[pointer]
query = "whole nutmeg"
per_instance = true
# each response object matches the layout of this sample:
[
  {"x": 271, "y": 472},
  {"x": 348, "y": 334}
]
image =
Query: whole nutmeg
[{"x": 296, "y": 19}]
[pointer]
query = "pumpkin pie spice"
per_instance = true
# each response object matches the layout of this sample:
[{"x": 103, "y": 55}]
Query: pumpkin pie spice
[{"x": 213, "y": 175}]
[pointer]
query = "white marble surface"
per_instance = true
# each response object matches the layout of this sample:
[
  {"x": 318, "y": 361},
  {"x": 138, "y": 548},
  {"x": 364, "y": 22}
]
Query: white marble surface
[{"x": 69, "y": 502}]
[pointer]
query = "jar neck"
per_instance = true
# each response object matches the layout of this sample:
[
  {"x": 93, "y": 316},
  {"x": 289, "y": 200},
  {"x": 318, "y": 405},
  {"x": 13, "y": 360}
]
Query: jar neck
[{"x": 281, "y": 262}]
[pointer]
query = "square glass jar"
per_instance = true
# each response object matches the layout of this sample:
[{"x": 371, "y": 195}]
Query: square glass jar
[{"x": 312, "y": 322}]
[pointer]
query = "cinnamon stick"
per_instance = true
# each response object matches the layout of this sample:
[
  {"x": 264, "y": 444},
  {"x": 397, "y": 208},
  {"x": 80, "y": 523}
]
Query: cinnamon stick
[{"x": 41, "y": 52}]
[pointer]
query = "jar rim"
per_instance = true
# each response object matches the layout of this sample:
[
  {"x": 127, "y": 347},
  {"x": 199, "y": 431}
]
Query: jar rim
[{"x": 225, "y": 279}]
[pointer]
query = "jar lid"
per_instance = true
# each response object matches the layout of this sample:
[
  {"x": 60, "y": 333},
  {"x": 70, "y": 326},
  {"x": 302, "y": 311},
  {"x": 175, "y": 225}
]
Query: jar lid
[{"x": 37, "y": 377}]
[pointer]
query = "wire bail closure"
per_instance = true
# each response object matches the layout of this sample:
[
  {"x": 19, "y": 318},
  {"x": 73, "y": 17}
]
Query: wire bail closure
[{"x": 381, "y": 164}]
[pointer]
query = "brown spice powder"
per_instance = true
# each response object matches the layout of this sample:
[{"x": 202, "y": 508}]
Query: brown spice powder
============================================================
- _What the exercise asks_
The records above need to be output again, verbatim.

- _Exercise solution_
[pointer]
query = "whole nutmeg"
per_instance = true
# each response object matches the layout of this sample:
[
  {"x": 271, "y": 472},
  {"x": 348, "y": 334}
]
image =
Query: whole nutmeg
[{"x": 296, "y": 19}]
[pointer]
query = "pumpkin pie spice"
per_instance = true
# each response object matches the layout of this sample:
[{"x": 103, "y": 55}]
Query: pumpkin pie spice
[{"x": 213, "y": 175}]
[pointer]
query = "white marble surface"
per_instance = true
# each response object matches the layout of this sample:
[
  {"x": 318, "y": 361},
  {"x": 138, "y": 548},
  {"x": 364, "y": 22}
]
Query: white marble surface
[{"x": 69, "y": 502}]
[pointer]
query = "jar neck"
per_instance = true
# each response object matches the layout of this sample:
[
  {"x": 93, "y": 316},
  {"x": 289, "y": 200},
  {"x": 318, "y": 405},
  {"x": 13, "y": 360}
]
Query: jar neck
[{"x": 281, "y": 262}]
[pointer]
query = "square glass jar"
per_instance = true
# each response object matches the layout of this sample:
[{"x": 371, "y": 195}]
Query: square glass jar
[{"x": 312, "y": 322}]
[pointer]
query = "cinnamon stick"
per_instance = true
# each response object matches the layout of this sample:
[
  {"x": 264, "y": 444},
  {"x": 397, "y": 208},
  {"x": 80, "y": 523}
]
Query: cinnamon stick
[{"x": 41, "y": 52}]
[pointer]
query = "jar rim"
per_instance = true
# each response object matches the layout of this sample:
[
  {"x": 127, "y": 347},
  {"x": 199, "y": 431}
]
Query: jar rim
[{"x": 225, "y": 279}]
[pointer]
query = "jar lid"
per_instance = true
# each response object matches the layout of this sample:
[
  {"x": 60, "y": 333},
  {"x": 70, "y": 326},
  {"x": 302, "y": 311},
  {"x": 175, "y": 225}
]
Query: jar lid
[{"x": 37, "y": 377}]
[pointer]
query = "wire bail closure"
per_instance = true
# each response object matches the layout of this sample:
[
  {"x": 19, "y": 318},
  {"x": 73, "y": 17}
]
Query: wire bail closure
[{"x": 381, "y": 164}]
[pointer]
query = "brown spice powder"
per_instance = true
# each response object matches the layout of this sample:
[{"x": 202, "y": 508}]
Query: brown spice powder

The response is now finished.